What you will do -> Before anything else, copy every record below exactly as it stands.

Given data ->
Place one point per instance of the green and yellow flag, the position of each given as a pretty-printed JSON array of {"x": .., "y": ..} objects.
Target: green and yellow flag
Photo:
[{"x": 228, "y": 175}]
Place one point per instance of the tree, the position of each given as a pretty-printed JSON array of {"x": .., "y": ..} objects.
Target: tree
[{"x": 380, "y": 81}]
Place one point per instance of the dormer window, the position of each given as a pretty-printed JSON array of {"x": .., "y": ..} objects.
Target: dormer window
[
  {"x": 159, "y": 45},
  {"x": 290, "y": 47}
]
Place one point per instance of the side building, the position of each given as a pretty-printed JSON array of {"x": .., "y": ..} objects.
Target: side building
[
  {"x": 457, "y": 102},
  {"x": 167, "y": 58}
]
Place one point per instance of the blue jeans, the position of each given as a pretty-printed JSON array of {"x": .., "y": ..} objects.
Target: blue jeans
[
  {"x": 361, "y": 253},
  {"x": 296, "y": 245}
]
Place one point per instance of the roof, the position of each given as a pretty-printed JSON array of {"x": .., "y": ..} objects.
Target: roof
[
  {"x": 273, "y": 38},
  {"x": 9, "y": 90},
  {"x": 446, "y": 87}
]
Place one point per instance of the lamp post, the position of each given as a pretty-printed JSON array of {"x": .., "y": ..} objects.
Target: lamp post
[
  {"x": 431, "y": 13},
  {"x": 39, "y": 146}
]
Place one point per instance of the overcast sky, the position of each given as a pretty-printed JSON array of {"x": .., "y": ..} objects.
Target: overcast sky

Solution to the problem ->
Place one point per instance of the green and yellow flag, the position of each given as a pretty-printed JSON array of {"x": .., "y": ..} objects.
Target: green and yellow flag
Photo:
[{"x": 228, "y": 175}]
Place one point per instance of the tree, the position of each given as a pretty-printed JSON array of {"x": .., "y": ..} objects.
Target: tree
[{"x": 380, "y": 81}]
Place one point per instance of the dormer window, the position of each given as a pretty-printed JSON array of {"x": .., "y": ..} objects.
Target: dormer window
[
  {"x": 159, "y": 45},
  {"x": 290, "y": 47}
]
Place one point per instance of the side building, the position of each given as a pretty-printed JSON array of {"x": .., "y": ..} objects.
Target: side building
[
  {"x": 457, "y": 102},
  {"x": 167, "y": 58}
]
Place one point per instance of the blue jeans, the position of each given as a pretty-printed JSON array of {"x": .., "y": ..} objects.
Target: blue jeans
[
  {"x": 361, "y": 253},
  {"x": 296, "y": 245}
]
Place one point per instance of the roof, the position of each given as a pretty-printed JSON array of {"x": .., "y": ..} objects.
Target: roof
[
  {"x": 273, "y": 38},
  {"x": 9, "y": 90},
  {"x": 446, "y": 87}
]
Place one point per instance of the lamp post, the position of each given as a pretty-printed JSON array of {"x": .., "y": ..} objects.
Target: lamp post
[
  {"x": 431, "y": 13},
  {"x": 39, "y": 146}
]
Place one point per instance of the overcast sky, the position of each given as a pretty-printed JSON array of {"x": .., "y": ..} objects.
Target: overcast sky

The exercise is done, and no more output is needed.